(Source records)

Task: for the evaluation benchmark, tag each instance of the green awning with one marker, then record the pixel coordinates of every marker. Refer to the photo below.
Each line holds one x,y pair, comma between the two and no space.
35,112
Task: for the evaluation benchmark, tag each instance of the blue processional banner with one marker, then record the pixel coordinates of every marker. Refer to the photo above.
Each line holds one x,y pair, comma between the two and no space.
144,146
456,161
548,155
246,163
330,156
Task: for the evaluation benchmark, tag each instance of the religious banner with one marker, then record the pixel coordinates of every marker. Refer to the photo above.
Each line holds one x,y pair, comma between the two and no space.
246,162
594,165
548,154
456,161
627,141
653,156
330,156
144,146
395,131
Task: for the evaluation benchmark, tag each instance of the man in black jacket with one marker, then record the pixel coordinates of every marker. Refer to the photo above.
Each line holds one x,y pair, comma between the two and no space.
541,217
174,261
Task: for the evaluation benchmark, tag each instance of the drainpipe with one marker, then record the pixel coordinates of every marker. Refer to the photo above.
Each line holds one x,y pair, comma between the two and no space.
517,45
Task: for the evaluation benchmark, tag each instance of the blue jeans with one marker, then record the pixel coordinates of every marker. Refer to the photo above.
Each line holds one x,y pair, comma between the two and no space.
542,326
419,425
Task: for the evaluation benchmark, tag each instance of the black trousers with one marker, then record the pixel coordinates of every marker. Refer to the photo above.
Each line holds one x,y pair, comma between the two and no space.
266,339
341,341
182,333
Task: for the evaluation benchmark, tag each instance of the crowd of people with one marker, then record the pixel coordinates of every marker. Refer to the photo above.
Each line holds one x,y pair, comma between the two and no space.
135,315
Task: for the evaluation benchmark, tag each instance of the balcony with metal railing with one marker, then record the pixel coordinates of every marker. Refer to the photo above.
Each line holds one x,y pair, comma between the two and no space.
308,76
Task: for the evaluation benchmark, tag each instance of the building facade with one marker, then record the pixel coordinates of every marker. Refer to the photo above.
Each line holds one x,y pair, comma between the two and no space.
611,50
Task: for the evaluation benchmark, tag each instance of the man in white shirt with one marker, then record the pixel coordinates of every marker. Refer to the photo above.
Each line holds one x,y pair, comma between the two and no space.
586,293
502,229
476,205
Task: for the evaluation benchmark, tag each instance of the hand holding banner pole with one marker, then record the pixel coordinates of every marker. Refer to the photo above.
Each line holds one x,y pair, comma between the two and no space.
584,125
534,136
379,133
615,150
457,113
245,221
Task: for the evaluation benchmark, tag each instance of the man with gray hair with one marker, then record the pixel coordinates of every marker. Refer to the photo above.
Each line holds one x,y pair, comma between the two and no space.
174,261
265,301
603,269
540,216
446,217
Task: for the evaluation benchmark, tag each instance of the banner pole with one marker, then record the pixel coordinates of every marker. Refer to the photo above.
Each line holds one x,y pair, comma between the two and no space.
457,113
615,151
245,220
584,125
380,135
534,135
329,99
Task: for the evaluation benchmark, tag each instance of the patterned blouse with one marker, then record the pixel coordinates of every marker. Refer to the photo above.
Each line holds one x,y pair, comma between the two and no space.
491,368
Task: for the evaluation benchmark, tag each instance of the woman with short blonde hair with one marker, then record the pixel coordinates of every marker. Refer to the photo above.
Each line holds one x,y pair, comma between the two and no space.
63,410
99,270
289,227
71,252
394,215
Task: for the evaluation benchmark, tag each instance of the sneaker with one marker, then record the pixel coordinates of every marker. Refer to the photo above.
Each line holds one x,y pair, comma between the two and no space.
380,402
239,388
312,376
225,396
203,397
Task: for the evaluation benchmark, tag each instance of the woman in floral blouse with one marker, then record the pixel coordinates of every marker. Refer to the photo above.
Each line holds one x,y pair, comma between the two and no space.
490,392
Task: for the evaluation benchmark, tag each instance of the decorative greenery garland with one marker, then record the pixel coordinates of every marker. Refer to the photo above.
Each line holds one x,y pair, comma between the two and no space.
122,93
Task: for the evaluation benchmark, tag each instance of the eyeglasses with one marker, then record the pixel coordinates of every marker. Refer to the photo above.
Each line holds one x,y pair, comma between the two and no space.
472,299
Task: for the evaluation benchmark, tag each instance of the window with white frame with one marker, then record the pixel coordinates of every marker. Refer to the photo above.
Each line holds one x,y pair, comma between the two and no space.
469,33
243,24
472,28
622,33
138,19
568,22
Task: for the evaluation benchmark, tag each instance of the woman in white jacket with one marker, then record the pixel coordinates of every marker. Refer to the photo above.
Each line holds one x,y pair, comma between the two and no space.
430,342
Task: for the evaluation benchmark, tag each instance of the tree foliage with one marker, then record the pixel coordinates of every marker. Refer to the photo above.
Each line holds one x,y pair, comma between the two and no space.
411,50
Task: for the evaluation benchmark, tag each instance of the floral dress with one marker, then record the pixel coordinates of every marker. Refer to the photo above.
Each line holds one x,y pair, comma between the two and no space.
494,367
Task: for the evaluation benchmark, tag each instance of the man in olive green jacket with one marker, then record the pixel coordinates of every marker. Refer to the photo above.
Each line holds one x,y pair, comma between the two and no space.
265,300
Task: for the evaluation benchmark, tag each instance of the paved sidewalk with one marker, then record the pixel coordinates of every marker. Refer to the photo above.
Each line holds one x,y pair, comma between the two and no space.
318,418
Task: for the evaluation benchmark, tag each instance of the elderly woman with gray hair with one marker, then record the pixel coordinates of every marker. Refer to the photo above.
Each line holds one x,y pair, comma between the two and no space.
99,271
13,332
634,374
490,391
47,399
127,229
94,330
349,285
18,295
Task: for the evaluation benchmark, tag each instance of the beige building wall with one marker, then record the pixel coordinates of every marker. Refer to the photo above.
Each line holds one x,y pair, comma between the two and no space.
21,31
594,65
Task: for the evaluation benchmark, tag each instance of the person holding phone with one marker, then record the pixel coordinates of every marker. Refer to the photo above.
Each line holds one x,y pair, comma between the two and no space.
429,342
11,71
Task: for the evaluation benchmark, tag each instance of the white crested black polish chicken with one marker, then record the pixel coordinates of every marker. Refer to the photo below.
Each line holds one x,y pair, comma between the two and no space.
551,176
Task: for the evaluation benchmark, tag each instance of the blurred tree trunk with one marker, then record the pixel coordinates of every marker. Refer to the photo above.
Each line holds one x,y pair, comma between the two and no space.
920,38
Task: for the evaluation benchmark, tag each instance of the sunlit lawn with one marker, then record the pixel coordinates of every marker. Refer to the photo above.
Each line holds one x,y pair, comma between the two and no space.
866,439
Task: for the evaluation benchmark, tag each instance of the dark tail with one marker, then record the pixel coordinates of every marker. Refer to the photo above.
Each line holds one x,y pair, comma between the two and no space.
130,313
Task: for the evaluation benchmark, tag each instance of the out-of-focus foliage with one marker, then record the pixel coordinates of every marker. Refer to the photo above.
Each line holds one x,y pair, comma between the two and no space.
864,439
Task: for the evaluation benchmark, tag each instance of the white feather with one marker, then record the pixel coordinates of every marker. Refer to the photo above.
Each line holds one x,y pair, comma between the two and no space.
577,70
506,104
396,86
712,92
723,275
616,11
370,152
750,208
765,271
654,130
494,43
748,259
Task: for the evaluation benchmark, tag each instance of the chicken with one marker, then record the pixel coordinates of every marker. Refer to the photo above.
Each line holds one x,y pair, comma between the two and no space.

[Given instruction] Give all the records again. Match them exactly.

[Written answer]
Task: for the evaluation benchmark, tag each instance of the green awning with one marker, then record the pixel coordinates of every marker. Refer to the photo below.
Each line holds one x,y pair, comma between the two and no space.
35,112
Task: for the evaluation benchmark, tag each instance of the blue processional banner with one marker, then record the pixel coordinates of every marker. Refer to the photo above.
Each line holds one x,y pair, comma between the two and no space.
144,146
456,161
548,155
246,163
330,156
Task: for the evaluation benchmark, tag each instance of the religious banner with one marker, then record the pixel coordinates of every marker. Refer to the photo above.
Each line holds one x,y pair, comma between the two and no space.
246,162
594,165
548,154
456,161
627,141
653,156
330,156
144,146
395,131
Task: for the evaluation benchmark, tag each instance of the man in black jacket with one marker, then record the pixel coordinates of every marker. Refer to the photo above.
Each line holds one x,y pair, comma between the two and no space.
541,217
174,261
Task: for the evaluation benchmark, tag each instance of the drainpipe with one marker, then record the pixel coordinates of every marker. Refer to the photo above.
Each line holds one x,y pair, comma between the two and no space.
517,45
Task: for the evaluation benchmark, tag each instance of the blue jeans with one marker, then record the pixel coordinates of every marker. Refer to the photo above.
Each line holds one x,y pair, comma between the two and no space.
542,326
419,425
Task: for the evaluation benchmark, tag each instance of the black trousers with one marker, then record the pixel coordinates of every marker. Refer to the photo above.
Each line holds one x,y pair, comma between the two and no space.
266,339
341,341
182,333
Task: for the evaluation benchmark, tag each instance of the crowd of people with one marker, then record the pixel coordinates of every marker. Refer to the photo above.
Each line holds one x,y pair, comma between the two and no space.
135,315
Task: for the evaluation benchmark, tag each instance of the balcony with metal railing with one marker, then record the pixel coordinates of every marker. Refer to the photo above.
Each line holds one x,y pair, comma between the two and no space.
308,76
Task: for the evaluation benchmark, tag each instance of the building facade with one marker, then record the pixel coordinates of every marker. Refer to the photo above.
Each line holds one x,y pair, comma between the two and no space.
611,50
Task: for the evaluation benchmark, tag each instance of the man in white shirt with one marker, then record the pixel coordinates of every marker. Refer to the photo above.
Each line holds one x,y pair, comma between the two and no space.
586,293
502,229
476,205
Task: for the evaluation benchmark, tag each instance of the hand holding banner pole with one marker, then record the pixel coordinates of every marker. Refer to the photo above.
Each line holds one x,y pair, comma between the two and no space.
584,125
534,136
379,133
615,150
457,113
245,221
Task: for the evaluation benchmark, tag each instance of the man with gray hair with one marker, then record the pixel coordinates of every marker. Refer to the photo above.
Each line holds one x,y pair, comma between the two and no space.
174,261
265,301
603,269
540,216
446,217
Task: for the evaluation benchmark, tag each instance of the banner pole with one marker, then record the pixel coordinates of every marker. Refer to the photo above.
Each line holds one x,y pair, comma between the two and no space.
457,113
615,151
245,220
584,125
380,135
534,135
329,99
Task: for the evaluation benchmark, tag each instance of the patterned blouse with one marker, then record the pixel coordinates of every marker. Refer to the photo above.
Each line holds one x,y pair, comma between the two and no space.
491,368
Task: for the evaluation benchmark, tag each instance of the woman with short blonde hair with one marker, then record the pixel coordinates of every marker. Refer to the photo above.
Each line holds one x,y pair, comma between the two and no space.
63,410
99,270
289,227
71,252
394,215
Task: for the evaluation benchmark, tag each instance of the sneaker with one marker, then record the pixel coordinates of every marker. Refer to the photo above.
Each line holds one x,y pair, comma between the two and no space.
380,402
239,388
312,376
225,396
203,397
Task: for the evaluation benchmark, tag each instance of the woman in floral blouse with one marker, then record the pixel coordinates of every marker. Refer to the photo above.
Each line holds one x,y pair, comma between the two and no space.
490,392
Task: for the evaluation benchmark, tag each instance of the decorative greenery garland with one marker, then record the pixel coordinates of every marker. Refer to the photo above.
Each line holds one x,y pair, comma between the two and no space.
122,93
Task: for the evaluation benchmark, tag each instance of the eyeglasses with one marker, then record the pixel coordinates of every marker. Refer to the photo above.
Each line holds one x,y pair, comma between the two and no space.
472,299
Task: for the evaluation benchmark, tag each instance of the window with white frame with one marker, then record the pixel coordinates of every marker. Refer to the photo above.
Each line holds one x,y pair, comma between the two and no space.
469,33
243,24
472,28
622,33
138,19
568,22
Task: for the evaluation benchmark, tag each instance of the woman in white jacket with one marker, then record the pixel coordinates of every marker. Refer to the photo above.
Each line holds one x,y pair, comma between the two and no space.
430,342
Task: for the evaluation benchmark, tag each instance of the tree foliage with one marker, then record the pixel coordinates of every marker. Refer to the photo above.
Each line holds one x,y pair, comma between the two and no space.
411,50
Task: for the evaluation benchmark, tag each instance of the floral dress with one marker, then record the pixel coordinates of every marker. Refer to the photo above.
Each line holds one x,y pair, comma between the two and no space.
494,367
Task: for the evaluation benchmark, tag each instance of the man in olive green jacket with one marker, then record the pixel coordinates of every marker. Refer to the photo above.
Each line holds one x,y pair, comma between the two and no space.
265,300
Task: for the evaluation benchmark, tag each instance of the paved sidewalk with one marker, then record the pixel coordinates of every marker. Refer to the photo above.
Each line holds one x,y pair, comma between the two and no space.
318,418
Task: for the evaluation benchmark, tag each instance of the elderly woman with gray hair with one marker, then record the pixel coordinates of every marker. Refer to the photo above.
Each line holds one x,y pair, comma between the two and no space.
99,271
13,332
634,374
490,391
47,399
127,229
94,330
349,285
18,295
Task: for the evaluation benchmark, tag each instance of the beige building wall with one marker, then record the pixel coordinates of every marker. Refer to the photo above.
Each line holds one x,y pair, comma between the two and no space.
21,31
594,65
Task: for the evaluation benchmark, tag each instance of the person holding phone with one marker, then record the pixel coordinates of every marker. Refer to the photo above.
Each line holds one x,y pair, comma between the two and no space.
429,342
11,71
Task: for the evaluation benchmark, tag each instance of the white crested black polish chicken with one marker, then record the pixel coordinates of every marker. Refer to the photo below.
Each line holds one x,y pair, comma between the two and no space.
551,176
Task: for the evaluation benchmark, tag each instance of the blurred tree trunk with one marker, then record the pixel coordinates of every marker. Refer to the photo above.
Each line holds one x,y pair, comma between the two and no space.
920,38
Task: for the evaluation benchmark, tag each instance of the sunlit lawn with one marker, then record the pixel coordinates of every marker. Refer to the photo above.
Each line holds one x,y pair, comma between the two and no space.
866,439
Task: for the evaluation benchmark, tag each instance of the dark tail with one marker, then record the pixel coordinates of every marker. Refer to the photo above.
Each line holds one x,y pair, comma between the two and no space.
130,313
Task: for the evaluation benchmark, tag each instance of the out-of-focus foliage with one marker, then record the pixel coordinates of every marker. Refer to the photo above.
Each line holds one x,y pair, comma between the two and no space.
864,439
Task: for the evaluation benchmark, tag each instance of the white feather with one marker, then record the pixel coordinates of every marker. Refer to the photo above.
Each line holds one x,y pair, comma between the two and no space.
577,70
506,104
396,86
712,92
723,275
616,11
370,152
750,208
765,271
654,130
494,43
748,259
Task: for the evaluation benchmark, tag each instance of the chicken with one marker, then record the pixel coordinates of every marker. Refer to the photo above.
Each line holds one x,y pair, comma between the two and no space.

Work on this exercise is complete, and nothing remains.